● **Exercise directions**
Write the lines of data below, starting at the line with "Can you see the cake crumb?" and ending at the line with "Can you see the finger?", as a JSON list of strings, one string per line, with blank lines left out. Don't include the pictures.

● **Listing**
# # # # # # #

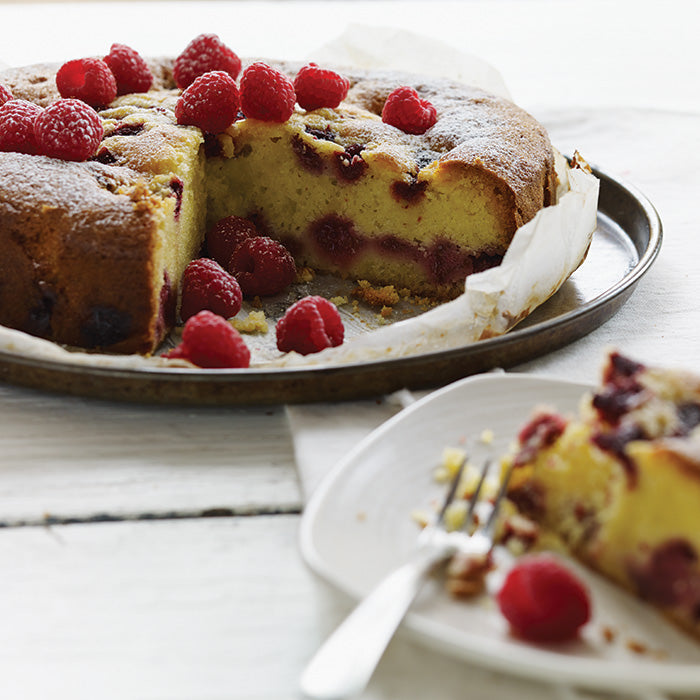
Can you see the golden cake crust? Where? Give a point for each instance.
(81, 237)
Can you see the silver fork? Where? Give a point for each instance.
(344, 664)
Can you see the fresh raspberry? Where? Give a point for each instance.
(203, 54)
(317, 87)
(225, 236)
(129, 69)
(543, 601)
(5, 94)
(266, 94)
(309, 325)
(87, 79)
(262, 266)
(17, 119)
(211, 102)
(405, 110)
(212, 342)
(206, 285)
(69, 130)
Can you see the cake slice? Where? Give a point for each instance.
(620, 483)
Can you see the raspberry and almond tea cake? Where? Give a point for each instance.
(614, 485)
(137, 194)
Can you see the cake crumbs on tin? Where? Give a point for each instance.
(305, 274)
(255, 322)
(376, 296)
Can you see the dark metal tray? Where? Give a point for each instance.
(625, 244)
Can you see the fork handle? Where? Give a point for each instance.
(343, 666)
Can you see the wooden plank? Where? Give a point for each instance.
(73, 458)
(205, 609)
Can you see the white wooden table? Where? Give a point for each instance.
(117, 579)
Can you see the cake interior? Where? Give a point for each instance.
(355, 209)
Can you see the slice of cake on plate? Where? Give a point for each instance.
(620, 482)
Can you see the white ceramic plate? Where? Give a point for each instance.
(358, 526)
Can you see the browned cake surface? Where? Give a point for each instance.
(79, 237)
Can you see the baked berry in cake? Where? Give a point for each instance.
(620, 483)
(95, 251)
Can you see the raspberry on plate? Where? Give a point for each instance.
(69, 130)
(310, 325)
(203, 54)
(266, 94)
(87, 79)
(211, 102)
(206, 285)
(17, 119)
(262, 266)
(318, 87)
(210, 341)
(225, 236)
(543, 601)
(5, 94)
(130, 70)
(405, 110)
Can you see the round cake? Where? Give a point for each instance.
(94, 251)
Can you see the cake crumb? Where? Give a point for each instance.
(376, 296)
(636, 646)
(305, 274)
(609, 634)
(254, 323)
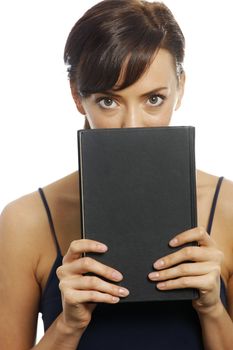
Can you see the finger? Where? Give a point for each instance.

# # # # # # #

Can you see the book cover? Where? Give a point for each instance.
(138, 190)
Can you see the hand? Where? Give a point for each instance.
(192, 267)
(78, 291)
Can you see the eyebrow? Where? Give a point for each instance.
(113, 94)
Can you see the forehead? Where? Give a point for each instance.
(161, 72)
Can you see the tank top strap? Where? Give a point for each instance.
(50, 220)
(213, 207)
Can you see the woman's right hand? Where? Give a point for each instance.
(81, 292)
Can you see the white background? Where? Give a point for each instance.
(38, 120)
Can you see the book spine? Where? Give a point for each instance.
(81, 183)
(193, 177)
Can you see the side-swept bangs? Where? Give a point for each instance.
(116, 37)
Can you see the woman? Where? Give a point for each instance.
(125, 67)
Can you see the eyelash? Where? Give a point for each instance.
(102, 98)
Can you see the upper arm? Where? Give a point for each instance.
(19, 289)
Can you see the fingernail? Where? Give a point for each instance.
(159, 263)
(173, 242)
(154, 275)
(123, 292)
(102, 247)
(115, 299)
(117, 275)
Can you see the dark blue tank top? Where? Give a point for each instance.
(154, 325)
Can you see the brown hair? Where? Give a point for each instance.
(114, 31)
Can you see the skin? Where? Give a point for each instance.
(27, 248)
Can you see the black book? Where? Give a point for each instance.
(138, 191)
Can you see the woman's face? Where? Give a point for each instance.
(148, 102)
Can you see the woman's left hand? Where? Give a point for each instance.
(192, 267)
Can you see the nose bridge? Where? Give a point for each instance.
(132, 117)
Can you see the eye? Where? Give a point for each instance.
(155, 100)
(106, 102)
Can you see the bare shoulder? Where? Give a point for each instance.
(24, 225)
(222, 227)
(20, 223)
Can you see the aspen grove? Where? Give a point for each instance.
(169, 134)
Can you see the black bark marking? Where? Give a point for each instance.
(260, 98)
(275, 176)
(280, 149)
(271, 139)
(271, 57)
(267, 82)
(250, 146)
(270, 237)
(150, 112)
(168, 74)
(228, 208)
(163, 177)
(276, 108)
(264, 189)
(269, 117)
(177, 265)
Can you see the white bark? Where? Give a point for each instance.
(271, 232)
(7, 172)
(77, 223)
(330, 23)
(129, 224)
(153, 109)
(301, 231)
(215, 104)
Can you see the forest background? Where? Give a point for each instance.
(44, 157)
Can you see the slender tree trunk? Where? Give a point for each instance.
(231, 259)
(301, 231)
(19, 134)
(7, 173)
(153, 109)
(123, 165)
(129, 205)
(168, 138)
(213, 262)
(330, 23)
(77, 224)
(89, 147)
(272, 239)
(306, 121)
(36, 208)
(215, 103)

# # # # # # #

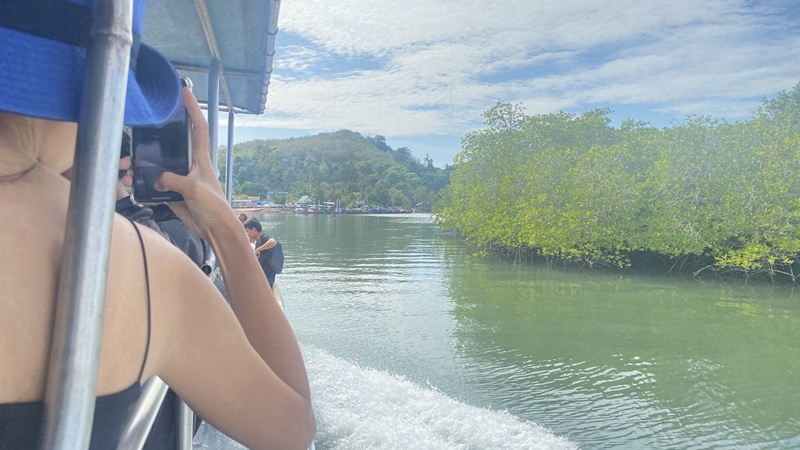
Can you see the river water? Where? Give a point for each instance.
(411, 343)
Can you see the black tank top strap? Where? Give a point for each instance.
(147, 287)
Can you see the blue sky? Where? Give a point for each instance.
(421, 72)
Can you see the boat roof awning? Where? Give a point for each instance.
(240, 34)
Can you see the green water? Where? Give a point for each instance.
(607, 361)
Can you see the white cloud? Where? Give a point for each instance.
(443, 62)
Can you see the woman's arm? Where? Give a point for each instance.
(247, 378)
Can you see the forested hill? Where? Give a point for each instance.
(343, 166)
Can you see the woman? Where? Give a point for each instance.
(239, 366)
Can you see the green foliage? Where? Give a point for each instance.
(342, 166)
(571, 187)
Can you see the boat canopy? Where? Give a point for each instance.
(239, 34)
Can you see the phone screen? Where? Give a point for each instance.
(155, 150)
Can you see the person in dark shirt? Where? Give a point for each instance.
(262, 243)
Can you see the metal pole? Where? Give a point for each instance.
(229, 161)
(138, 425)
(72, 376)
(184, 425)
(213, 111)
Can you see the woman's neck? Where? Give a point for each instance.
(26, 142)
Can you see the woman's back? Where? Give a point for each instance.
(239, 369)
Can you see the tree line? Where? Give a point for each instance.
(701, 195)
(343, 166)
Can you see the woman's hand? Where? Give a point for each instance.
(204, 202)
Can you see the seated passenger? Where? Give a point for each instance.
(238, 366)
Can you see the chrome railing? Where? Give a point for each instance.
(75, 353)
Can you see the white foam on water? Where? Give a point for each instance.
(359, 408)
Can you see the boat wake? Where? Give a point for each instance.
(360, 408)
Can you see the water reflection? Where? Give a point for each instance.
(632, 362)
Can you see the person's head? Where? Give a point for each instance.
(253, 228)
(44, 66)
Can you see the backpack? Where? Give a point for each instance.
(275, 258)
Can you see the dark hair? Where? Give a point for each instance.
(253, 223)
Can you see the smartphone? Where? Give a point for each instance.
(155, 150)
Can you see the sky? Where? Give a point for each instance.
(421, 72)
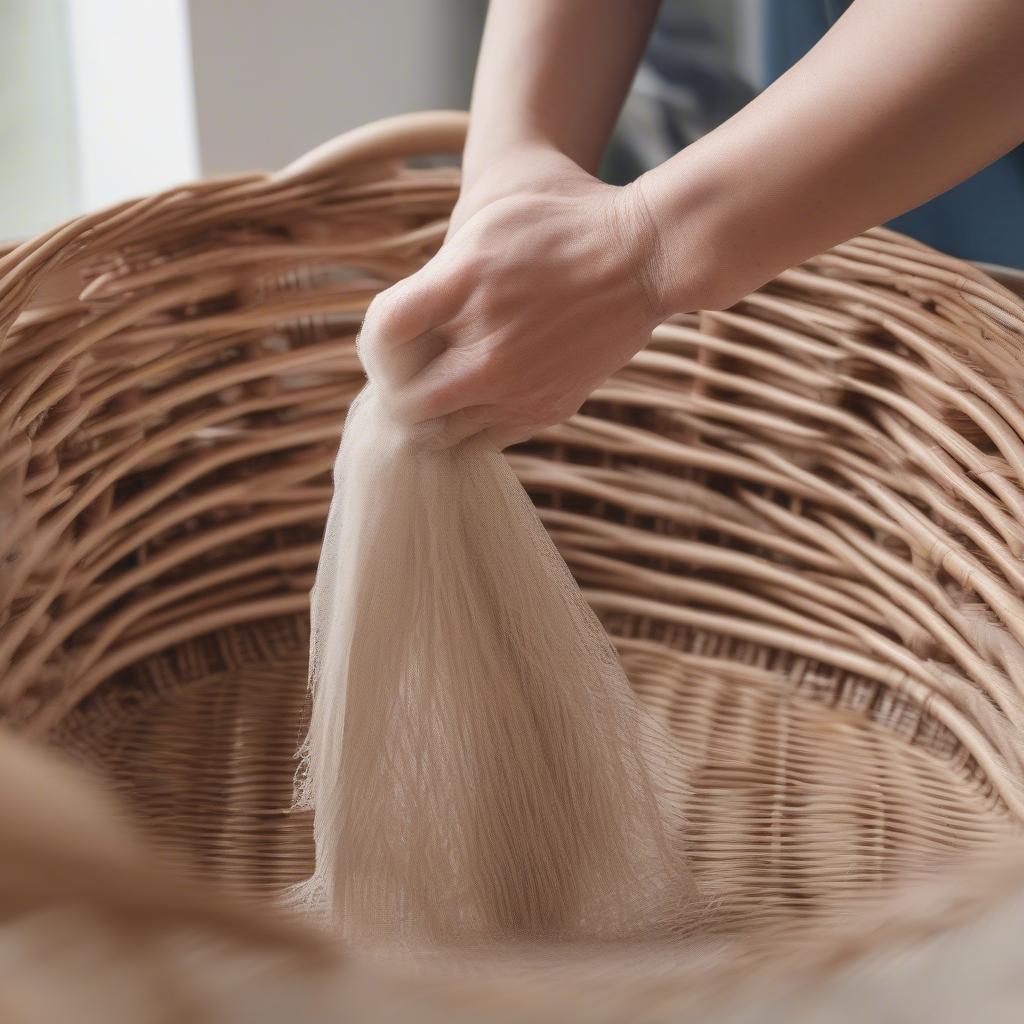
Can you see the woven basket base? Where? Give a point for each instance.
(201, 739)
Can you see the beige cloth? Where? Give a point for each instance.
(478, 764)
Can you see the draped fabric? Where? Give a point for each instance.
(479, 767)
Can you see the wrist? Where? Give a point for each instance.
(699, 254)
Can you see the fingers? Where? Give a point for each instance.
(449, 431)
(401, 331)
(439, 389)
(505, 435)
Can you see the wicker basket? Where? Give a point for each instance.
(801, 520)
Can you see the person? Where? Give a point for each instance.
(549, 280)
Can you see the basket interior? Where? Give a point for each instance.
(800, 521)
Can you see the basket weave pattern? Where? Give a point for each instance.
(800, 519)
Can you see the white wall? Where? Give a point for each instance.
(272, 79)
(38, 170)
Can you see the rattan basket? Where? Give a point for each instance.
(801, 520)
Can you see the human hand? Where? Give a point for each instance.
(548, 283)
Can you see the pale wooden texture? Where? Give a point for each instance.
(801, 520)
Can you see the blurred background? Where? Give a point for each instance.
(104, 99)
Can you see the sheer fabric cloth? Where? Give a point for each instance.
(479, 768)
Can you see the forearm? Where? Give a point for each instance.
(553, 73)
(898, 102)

# # # # # # #

● **Completed exercise**
[
  "Can you see the cake crumb? Where? Give a point for each instance.",
  "(376, 296)",
  "(636, 646)",
  "(305, 274)",
  "(609, 634)",
  "(254, 323)",
  "Can you see the finger? Where? Give a point for each instance."
]